=== Assignment ===
From the line containing "sample | x=739, y=134" down to the line containing "target | starling" in the records below, reproduce every line exactly, ends included, and omit all others.

=== Records provided ===
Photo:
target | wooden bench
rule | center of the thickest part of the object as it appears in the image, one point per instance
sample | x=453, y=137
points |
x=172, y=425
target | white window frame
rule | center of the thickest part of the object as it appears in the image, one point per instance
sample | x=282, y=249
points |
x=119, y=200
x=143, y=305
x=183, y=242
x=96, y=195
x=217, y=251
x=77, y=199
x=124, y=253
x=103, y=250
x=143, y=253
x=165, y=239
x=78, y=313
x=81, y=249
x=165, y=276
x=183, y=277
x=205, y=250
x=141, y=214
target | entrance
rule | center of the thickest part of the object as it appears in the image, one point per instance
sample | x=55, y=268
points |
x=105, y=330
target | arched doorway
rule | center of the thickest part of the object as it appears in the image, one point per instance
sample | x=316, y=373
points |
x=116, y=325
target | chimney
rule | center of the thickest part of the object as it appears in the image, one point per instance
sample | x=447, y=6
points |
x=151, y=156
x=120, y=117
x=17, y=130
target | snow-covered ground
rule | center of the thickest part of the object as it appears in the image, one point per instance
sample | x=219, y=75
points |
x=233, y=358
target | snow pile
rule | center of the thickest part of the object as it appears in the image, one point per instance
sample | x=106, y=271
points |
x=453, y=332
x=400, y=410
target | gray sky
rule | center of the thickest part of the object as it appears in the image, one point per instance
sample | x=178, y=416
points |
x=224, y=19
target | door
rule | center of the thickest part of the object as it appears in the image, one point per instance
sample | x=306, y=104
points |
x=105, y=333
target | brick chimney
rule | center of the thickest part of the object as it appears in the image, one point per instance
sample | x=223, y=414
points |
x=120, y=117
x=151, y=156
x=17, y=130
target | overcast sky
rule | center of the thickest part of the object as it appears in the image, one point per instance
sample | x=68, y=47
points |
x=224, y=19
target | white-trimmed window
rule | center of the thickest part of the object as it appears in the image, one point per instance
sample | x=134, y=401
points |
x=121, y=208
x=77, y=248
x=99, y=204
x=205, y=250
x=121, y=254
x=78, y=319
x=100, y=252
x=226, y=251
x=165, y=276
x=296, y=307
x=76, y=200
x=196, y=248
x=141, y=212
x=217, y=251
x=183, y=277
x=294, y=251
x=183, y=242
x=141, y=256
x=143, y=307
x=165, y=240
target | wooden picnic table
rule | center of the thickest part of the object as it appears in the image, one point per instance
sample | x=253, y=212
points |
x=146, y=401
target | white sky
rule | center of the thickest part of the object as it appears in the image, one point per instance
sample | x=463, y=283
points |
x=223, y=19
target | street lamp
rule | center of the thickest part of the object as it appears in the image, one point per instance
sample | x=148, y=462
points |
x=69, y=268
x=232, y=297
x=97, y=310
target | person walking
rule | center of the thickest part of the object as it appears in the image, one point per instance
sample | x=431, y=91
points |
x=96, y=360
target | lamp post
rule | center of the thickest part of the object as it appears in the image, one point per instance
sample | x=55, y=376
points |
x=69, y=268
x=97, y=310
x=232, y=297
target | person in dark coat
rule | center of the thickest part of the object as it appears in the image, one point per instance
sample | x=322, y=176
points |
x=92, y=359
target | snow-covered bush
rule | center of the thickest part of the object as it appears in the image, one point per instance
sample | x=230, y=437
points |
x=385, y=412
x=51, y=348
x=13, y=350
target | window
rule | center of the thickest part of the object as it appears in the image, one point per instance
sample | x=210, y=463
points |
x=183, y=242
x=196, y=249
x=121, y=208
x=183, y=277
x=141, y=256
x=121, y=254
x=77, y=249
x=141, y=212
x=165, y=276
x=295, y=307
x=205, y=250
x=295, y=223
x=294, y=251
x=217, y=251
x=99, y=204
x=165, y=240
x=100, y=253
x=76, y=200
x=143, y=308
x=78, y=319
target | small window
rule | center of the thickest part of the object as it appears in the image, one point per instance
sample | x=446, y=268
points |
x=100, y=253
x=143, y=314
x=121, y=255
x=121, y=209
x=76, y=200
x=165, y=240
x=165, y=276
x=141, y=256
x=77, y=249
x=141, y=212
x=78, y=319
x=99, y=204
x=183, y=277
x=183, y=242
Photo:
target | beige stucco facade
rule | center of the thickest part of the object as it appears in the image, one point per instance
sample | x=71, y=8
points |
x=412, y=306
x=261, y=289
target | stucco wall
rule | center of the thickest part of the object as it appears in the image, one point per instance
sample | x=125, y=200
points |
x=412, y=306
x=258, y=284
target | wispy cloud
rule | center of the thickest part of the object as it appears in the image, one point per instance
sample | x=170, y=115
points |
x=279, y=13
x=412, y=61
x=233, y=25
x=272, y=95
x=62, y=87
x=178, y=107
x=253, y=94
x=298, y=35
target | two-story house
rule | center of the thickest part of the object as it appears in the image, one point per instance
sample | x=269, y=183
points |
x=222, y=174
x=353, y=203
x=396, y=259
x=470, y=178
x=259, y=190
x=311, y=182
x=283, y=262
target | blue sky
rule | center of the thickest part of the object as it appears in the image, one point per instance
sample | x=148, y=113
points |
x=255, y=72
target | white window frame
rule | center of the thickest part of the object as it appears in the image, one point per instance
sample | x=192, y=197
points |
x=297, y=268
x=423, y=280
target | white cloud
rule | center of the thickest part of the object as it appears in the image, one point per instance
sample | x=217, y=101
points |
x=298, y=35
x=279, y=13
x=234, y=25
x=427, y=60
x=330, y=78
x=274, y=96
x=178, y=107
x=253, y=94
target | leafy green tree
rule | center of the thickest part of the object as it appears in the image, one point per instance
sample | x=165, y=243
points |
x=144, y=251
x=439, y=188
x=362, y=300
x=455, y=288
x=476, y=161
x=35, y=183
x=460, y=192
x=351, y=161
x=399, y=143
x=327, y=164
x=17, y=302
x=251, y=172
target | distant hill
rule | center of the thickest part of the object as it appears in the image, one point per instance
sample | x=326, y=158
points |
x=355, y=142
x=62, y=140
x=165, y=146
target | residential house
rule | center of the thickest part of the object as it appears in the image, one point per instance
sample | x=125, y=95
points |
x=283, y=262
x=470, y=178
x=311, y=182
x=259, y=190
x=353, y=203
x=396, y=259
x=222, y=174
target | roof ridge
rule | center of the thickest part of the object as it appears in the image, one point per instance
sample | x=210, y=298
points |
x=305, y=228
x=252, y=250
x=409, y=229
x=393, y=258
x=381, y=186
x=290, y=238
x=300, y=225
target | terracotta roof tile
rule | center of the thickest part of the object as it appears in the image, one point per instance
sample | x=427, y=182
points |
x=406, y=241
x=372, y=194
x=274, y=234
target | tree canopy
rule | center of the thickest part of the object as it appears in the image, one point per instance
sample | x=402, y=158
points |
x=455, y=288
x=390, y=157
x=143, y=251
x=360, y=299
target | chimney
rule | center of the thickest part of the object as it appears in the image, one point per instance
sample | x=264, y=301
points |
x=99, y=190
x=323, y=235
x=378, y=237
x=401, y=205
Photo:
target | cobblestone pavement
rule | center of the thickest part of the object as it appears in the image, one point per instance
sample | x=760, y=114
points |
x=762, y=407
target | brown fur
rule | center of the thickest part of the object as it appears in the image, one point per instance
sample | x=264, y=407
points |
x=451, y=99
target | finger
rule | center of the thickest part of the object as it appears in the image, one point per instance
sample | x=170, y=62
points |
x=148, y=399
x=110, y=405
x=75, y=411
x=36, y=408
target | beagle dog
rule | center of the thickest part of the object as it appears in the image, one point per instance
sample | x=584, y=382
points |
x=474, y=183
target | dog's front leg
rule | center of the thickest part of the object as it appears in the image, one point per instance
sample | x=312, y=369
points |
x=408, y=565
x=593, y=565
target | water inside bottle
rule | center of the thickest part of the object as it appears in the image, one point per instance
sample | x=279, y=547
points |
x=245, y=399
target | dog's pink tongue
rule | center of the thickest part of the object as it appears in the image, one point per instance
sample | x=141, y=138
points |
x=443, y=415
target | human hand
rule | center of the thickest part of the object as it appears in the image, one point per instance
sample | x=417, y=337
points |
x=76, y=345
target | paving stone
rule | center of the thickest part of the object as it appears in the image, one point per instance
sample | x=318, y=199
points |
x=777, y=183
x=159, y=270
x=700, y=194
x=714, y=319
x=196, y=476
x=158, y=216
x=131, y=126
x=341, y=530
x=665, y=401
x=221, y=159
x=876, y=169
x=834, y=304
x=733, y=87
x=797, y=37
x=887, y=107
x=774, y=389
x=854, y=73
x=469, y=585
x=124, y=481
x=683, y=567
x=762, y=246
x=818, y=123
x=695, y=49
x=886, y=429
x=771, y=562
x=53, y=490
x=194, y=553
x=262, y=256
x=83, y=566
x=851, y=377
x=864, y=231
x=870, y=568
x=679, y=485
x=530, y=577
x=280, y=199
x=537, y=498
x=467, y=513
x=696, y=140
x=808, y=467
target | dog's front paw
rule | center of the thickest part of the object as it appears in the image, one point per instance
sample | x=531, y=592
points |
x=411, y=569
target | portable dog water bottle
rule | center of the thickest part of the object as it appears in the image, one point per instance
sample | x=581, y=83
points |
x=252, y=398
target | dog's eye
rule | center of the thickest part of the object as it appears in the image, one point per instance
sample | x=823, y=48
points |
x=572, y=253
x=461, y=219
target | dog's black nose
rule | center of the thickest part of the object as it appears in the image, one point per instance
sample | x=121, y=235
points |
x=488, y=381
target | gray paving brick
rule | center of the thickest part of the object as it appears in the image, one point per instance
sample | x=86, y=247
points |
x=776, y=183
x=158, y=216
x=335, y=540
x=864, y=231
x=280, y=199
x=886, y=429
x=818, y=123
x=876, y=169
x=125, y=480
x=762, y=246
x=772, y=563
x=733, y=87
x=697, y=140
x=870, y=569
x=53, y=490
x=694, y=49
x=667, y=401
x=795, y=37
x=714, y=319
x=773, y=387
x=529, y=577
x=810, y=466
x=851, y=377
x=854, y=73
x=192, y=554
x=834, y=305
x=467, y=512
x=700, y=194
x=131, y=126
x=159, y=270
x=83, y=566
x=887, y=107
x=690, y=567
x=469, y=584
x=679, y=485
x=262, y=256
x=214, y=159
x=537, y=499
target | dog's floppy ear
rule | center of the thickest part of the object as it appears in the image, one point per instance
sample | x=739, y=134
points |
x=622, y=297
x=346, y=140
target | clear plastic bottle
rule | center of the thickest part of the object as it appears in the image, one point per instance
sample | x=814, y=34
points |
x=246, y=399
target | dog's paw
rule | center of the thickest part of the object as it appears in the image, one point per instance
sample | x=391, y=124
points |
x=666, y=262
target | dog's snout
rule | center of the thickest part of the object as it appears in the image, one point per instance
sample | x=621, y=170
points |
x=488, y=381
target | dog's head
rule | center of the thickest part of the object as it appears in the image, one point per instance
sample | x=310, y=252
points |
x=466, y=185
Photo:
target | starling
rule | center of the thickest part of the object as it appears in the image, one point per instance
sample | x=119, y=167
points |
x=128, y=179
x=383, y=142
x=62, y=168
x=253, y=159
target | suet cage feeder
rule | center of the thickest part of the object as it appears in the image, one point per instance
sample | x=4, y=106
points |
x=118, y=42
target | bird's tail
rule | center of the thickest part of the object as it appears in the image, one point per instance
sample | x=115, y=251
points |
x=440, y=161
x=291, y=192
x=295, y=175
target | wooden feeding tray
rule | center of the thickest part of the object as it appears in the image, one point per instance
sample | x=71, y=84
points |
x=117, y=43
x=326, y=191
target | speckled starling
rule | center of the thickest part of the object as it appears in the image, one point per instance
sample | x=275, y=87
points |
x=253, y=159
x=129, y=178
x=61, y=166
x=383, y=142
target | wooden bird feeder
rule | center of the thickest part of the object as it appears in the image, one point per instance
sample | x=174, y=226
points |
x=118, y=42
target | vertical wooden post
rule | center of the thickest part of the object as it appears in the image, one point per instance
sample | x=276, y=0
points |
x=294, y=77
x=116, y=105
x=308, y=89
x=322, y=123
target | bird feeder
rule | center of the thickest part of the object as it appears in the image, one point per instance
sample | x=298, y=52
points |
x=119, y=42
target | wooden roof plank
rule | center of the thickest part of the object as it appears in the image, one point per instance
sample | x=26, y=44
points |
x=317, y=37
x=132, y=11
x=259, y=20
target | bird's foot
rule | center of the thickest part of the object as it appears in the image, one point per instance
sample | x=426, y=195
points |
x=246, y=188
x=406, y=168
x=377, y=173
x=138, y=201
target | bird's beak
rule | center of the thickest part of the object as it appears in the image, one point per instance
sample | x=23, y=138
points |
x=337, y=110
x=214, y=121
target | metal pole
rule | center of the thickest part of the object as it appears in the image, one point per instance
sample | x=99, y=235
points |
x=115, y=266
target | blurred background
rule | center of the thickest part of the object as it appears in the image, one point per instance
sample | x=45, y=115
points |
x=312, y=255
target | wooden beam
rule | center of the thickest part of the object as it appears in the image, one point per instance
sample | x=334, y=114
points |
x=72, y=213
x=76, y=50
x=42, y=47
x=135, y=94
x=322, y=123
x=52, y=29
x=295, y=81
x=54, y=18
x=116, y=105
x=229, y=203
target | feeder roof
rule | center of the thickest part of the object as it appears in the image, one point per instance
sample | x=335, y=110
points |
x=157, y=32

=== Result for this task ===
sample | x=739, y=134
points |
x=622, y=297
x=346, y=140
target | clear plastic bottle
rule | center of the thickest part of the object as it appears in the image, one point per instance
sample | x=814, y=34
points |
x=246, y=399
target | dog's paw
rule | center of the thickest part of the object as it appears in the image, one point per instance
sample | x=391, y=124
points |
x=666, y=262
target | dog's snout
rule | center of the thickest part of the object as it appears in the image, one point per instance
sample | x=621, y=170
points |
x=488, y=381
target | dog's head
rule | center of the thickest part of the object as it appears in the image, one point per instance
sample | x=310, y=252
points |
x=466, y=185
Photo:
target | starling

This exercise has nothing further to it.